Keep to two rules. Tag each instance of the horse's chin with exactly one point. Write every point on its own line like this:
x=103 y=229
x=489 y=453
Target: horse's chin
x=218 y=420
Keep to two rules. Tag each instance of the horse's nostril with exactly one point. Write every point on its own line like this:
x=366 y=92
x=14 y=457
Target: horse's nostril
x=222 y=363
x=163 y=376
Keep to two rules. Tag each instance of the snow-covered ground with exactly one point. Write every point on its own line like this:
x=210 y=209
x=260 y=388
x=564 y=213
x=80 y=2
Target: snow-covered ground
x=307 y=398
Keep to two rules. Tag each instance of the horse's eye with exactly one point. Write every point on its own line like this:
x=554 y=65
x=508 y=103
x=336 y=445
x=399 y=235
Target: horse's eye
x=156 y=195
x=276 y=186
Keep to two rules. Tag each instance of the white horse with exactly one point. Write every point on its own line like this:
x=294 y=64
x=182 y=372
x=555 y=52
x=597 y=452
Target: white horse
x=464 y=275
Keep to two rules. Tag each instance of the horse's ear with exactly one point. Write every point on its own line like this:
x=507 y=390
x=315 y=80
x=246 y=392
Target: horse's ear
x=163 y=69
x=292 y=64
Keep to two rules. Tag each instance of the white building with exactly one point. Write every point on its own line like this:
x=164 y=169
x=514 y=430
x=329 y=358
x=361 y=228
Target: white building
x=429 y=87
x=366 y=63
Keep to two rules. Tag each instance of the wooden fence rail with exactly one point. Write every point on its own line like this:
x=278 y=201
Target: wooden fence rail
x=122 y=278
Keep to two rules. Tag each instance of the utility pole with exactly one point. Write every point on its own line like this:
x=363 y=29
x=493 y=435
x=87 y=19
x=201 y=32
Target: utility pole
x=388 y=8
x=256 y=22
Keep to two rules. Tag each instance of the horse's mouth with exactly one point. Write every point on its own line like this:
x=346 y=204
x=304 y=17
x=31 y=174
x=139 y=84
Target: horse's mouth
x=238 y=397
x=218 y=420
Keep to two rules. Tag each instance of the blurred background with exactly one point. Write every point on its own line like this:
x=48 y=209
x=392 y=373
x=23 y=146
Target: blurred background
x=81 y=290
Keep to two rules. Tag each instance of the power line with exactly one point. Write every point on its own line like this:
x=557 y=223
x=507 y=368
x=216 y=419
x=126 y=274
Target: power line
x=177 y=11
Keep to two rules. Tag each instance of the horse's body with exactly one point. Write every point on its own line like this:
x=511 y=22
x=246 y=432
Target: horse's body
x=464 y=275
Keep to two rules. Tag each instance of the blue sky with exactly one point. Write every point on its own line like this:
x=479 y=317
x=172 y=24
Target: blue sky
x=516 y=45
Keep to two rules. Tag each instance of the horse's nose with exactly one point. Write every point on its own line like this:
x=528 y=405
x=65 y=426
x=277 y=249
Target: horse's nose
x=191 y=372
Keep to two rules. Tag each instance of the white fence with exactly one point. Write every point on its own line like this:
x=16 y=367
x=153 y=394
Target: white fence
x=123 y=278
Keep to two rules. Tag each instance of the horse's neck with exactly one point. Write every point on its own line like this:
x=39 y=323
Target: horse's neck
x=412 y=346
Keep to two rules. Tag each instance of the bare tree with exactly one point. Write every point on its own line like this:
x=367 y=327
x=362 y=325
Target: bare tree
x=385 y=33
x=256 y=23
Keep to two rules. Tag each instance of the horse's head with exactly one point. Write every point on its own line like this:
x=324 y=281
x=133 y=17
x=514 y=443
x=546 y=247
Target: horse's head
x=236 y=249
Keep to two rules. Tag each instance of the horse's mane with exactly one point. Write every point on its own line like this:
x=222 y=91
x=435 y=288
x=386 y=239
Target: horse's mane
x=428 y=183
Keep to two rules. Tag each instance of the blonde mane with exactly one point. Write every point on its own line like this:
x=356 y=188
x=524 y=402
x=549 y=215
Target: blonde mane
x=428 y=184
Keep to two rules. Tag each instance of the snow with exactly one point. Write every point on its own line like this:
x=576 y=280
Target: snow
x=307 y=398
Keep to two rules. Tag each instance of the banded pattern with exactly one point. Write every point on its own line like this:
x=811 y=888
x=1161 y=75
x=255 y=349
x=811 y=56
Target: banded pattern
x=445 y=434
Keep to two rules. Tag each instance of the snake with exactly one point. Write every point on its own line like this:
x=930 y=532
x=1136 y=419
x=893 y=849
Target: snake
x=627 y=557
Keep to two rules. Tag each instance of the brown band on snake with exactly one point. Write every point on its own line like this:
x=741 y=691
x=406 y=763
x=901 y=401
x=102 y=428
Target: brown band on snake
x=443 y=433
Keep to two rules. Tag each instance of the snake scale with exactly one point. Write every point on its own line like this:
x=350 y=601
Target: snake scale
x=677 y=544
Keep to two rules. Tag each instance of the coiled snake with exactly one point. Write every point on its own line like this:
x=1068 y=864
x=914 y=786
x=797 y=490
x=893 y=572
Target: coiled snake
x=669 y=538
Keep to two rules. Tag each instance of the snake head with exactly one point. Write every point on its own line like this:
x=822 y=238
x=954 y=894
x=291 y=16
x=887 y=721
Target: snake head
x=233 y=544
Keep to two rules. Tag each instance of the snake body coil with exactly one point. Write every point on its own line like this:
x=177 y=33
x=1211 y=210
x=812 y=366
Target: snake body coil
════════
**HOW TO COMPLETE THIS TASK**:
Every record above is to be transcribed exactly.

**EXERCISE ANSWER**:
Keep to two rules. Tag each instance of the horse's chin with exactly one point. Write every point on its own line like this:
x=103 y=229
x=489 y=453
Target: horse's chin
x=218 y=420
Keep to two rules. Tag each instance of the horse's nostril with exactly one point. Write every point on its own line like this:
x=366 y=92
x=14 y=457
Target: horse's nostril
x=222 y=363
x=163 y=376
Keep to two rules. Tag each instance of the snow-covered ground with exactly one point. Write every point on its own line like this:
x=210 y=209
x=260 y=388
x=564 y=213
x=80 y=2
Target: snow-covered ground
x=307 y=398
Keep to two rules. Tag each instance of the horse's eye with exactly one point. Write every point on its own line like this:
x=554 y=65
x=508 y=103
x=336 y=445
x=399 y=235
Target: horse's eye
x=156 y=195
x=276 y=186
Keep to two rules. Tag each instance of the white horse with exactly one point. Write every point on its own line like this:
x=294 y=64
x=182 y=372
x=555 y=52
x=597 y=452
Target: white horse
x=464 y=275
Keep to two rules. Tag each instance of the horse's ear with exactly one point. Write every point on its own line like this:
x=507 y=390
x=315 y=80
x=246 y=392
Target: horse's ear
x=163 y=69
x=292 y=64
Keep to two rules. Tag each instance of the white building with exactly one point. Write every point on its own line like this:
x=164 y=169
x=514 y=430
x=329 y=358
x=361 y=228
Target: white building
x=429 y=87
x=366 y=63
Keep to two rules. Tag each instance of the wooden fence rail with exactly one point. Write every point on its own line like this:
x=278 y=201
Target: wooden fence rail
x=122 y=278
Keep to two rules. Tag each instance of the utility pole with exactly one point. Write every point on its own line like this:
x=363 y=29
x=493 y=435
x=87 y=19
x=201 y=32
Target: utility pole
x=388 y=8
x=256 y=22
Keep to two rules. Tag each instance of the horse's mouth with exactly one point. Write every point on its own line like this:
x=346 y=204
x=304 y=17
x=31 y=174
x=139 y=84
Target: horse's mouth
x=238 y=397
x=218 y=420
Keep to two rules. Tag each instance of the blurred background with exactly one point. Write every point on its own line like this:
x=48 y=209
x=392 y=373
x=23 y=146
Target: blurred background
x=81 y=290
Keep to two rules. Tag each instance of the power line with exactly one point. Write every point on its own line like this:
x=557 y=223
x=507 y=368
x=216 y=419
x=126 y=274
Target: power line
x=177 y=11
Keep to two rules. Tag each instance of the horse's body with exactly one point. Write every point on its own line like this:
x=511 y=22
x=246 y=432
Target: horse's body
x=464 y=275
Keep to two rules. Tag each instance of the blue sky with exactly one point. Write every point on its own line like this:
x=479 y=317
x=172 y=24
Target: blue sky
x=516 y=45
Keep to two rules. Tag each instance of the horse's nose with exactly one point. Write every point on its own line like this:
x=528 y=405
x=65 y=426
x=277 y=249
Target: horse's nose
x=191 y=372
Keep to two rules. Tag each instance of the white fence with exactly one point. Write every point on its own line like this:
x=16 y=367
x=153 y=394
Target: white fence
x=123 y=278
Keep to two rules. Tag each instance of the horse's neck with exactly one point. Write every point on its own line like this:
x=39 y=323
Target: horse's neck
x=412 y=346
Keep to two rules. Tag each instance of the bare tree with exactly one point. Write every point on its own line like this:
x=367 y=327
x=362 y=325
Target: bare tree
x=385 y=33
x=256 y=23
Keep to two rules. Tag each instance of the horse's head with exactly one point. Write every point on its own line like this:
x=324 y=281
x=133 y=17
x=514 y=443
x=546 y=247
Target: horse's head
x=236 y=249
Keep to two rules. Tag each instance of the horse's mane with exactly one point. Write every point on its own line like this:
x=222 y=91
x=435 y=288
x=386 y=239
Target: horse's mane
x=428 y=183
Keep to two rules. Tag each instance of the blonde mane with exactly one point. Write every point on its own line like this:
x=356 y=188
x=524 y=402
x=549 y=215
Target: blonde mane
x=428 y=184
Keep to two rules. Tag each instance of the snow with exactly one point. Write every point on its own line like this:
x=576 y=280
Target: snow
x=307 y=398
Keep to two rules. Tag each instance of the banded pattern with exactly one point. Write every point on its own line like this:
x=811 y=888
x=1161 y=75
x=255 y=349
x=811 y=56
Target: banded pattern
x=445 y=434
Keep to two rules. Tag each instance of the snake with exactly one point. Write every point on its own line like this:
x=930 y=532
x=1136 y=419
x=893 y=849
Target: snake
x=627 y=557
Keep to two rules. Tag each instance of the brown band on snake with exactly one point. Write every point on its own line like this:
x=741 y=691
x=406 y=763
x=901 y=401
x=102 y=428
Target: brown band on snake
x=443 y=433
Keep to two rules. Tag each instance of the snake scale with exactly one point. Write every point on its own line like this:
x=350 y=601
Target: snake scale
x=677 y=544
Keep to two rules. Tag each instance of the coiled snake with exactly one point. Write every point on its own line like this:
x=1068 y=864
x=914 y=786
x=797 y=490
x=893 y=572
Target: coiled snake
x=669 y=538
Keep to two rules. Tag each instance of the snake head with exactly one point. Write every point on its own line like this:
x=822 y=238
x=954 y=894
x=291 y=16
x=887 y=721
Target: snake head
x=233 y=544
Keep to two rules. Tag each instance of the snake body coil with exactly one point. Write every point on its own line like this:
x=177 y=33
x=1211 y=210
x=812 y=366
Target: snake body coil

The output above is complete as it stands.